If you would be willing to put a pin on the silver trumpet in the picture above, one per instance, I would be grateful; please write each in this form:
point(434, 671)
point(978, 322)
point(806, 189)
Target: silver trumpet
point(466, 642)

# Exercise objective:
Format every line of the records above as a JSON list of strings, one string per line, leaving out blank lines.

# Result of the exercise:
[
  "If you would be willing to put a pin on the silver trumpet in the picture above, one per instance, I would be grateful; please write each in this form:",
  "point(434, 671)",
  "point(978, 322)",
  "point(806, 189)",
  "Target: silver trumpet",
  "point(466, 642)"
]